- [Task description]: Convert each line of the data below into a row of a Markdown table with the columns n and Line, numbering the rows and leaving out blank lines.
┌─ Provided entries
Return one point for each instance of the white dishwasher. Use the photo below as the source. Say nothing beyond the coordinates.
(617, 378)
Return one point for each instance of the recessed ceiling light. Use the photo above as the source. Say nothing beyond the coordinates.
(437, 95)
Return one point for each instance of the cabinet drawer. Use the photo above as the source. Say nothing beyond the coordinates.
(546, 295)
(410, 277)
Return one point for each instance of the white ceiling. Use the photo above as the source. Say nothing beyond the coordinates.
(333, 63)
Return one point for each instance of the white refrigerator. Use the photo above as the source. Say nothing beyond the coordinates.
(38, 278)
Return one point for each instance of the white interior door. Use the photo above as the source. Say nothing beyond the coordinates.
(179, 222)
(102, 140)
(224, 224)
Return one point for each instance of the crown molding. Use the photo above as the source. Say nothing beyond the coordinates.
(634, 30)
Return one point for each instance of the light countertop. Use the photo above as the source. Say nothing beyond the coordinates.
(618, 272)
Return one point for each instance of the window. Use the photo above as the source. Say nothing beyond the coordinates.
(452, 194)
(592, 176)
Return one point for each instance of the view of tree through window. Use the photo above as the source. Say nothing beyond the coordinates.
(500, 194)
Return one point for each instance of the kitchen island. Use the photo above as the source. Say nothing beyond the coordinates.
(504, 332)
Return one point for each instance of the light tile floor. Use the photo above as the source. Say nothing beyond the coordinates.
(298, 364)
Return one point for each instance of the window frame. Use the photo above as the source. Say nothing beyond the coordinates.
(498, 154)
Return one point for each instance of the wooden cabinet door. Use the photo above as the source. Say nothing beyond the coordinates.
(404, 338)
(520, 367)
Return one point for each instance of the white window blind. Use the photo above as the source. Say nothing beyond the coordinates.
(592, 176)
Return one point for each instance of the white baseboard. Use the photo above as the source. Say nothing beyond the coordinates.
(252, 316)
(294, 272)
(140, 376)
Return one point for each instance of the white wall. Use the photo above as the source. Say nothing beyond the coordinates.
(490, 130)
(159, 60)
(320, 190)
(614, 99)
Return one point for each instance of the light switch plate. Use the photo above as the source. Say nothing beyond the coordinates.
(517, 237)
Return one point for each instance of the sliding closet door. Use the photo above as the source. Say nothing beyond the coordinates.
└─
- [Reply to the task]:
| n | Line |
|---|---|
| 1 | Return one point for each instance of the white dishwasher. Use the photo below as the source. Say nothing beyond the coordinates. |
| 2 | (617, 378) |
| 3 | Return one point for each instance of the recessed ceiling light. Use the photo above as the source. Say nothing beyond the coordinates. |
| 4 | (437, 95) |
| 5 | Return one point for each instance of the cabinet drawer. Use the photo above as the source. Say nothing beyond the coordinates. |
| 6 | (546, 295) |
| 7 | (410, 277) |
| 8 | Return one point for each instance of the white ceiling. Use the photo above as the source. Say nothing beyond the coordinates. |
| 9 | (333, 63) |
| 10 | Return one point for each instance of the white refrigerator. Use the photo above as the source. Say nothing beyond the coordinates. |
| 11 | (38, 278) |
| 12 | Return one point for each instance of the white interior door. Use the photo above as the source. Say nothing beyond the coordinates. |
| 13 | (179, 222) |
| 14 | (102, 140) |
| 15 | (224, 224) |
| 16 | Return one point for each instance of the crown molding. Use the photo above as the source. Say nothing beyond the coordinates. |
| 17 | (634, 30) |
| 18 | Return one point for each instance of the light countertop. Use the photo above as the source. Say nothing beyond the coordinates. |
| 19 | (618, 272) |
| 20 | Return one point for each instance of the window. Use the photo above as the source. Say nothing beyond the coordinates. |
| 21 | (452, 194) |
| 22 | (592, 176) |
| 23 | Return one point for each instance of the view of tree through window. Use the photo above as the source. Say nothing beyond the coordinates. |
| 24 | (500, 194) |
| 25 | Return one point for each instance of the kitchen island. Use the photo above as the source. Say nothing beyond the coordinates. |
| 26 | (504, 332) |
| 27 | Return one point for each instance of the light tile floor. Use the photo above as the source. Say nothing beyond the coordinates. |
| 28 | (298, 364) |
| 29 | Return one point for each instance of the window frame. Use the photo above as the source. Say nothing beyond the coordinates. |
| 30 | (498, 154) |
| 31 | Return one point for each instance of the wooden cabinet door. Use the photo above as the source. Say nothing beyond the coordinates. |
| 32 | (404, 338) |
| 33 | (520, 367) |
| 34 | Return one point for each instance of the white window blind. Use the photo above as the source. Say nothing beyond the coordinates. |
| 35 | (592, 176) |
| 36 | Return one point for each instance of the white baseboard. Use the photo above as the source. Say nothing beyond the coordinates. |
| 37 | (252, 316) |
| 38 | (294, 272) |
| 39 | (140, 376) |
| 40 | Return one point for each instance of the white wall. Use the photo above as the source. Say nothing beyond the coordinates. |
| 41 | (490, 130) |
| 42 | (159, 60) |
| 43 | (320, 190) |
| 44 | (614, 99) |
| 45 | Return one point for each instance of the light switch plate. Use the photo above as the source. Say nothing beyond the coordinates. |
| 46 | (517, 237) |
| 47 | Return one point for each instance of the sliding closet door. Use the photo above as the source. Say nothing beyond the coordinates. |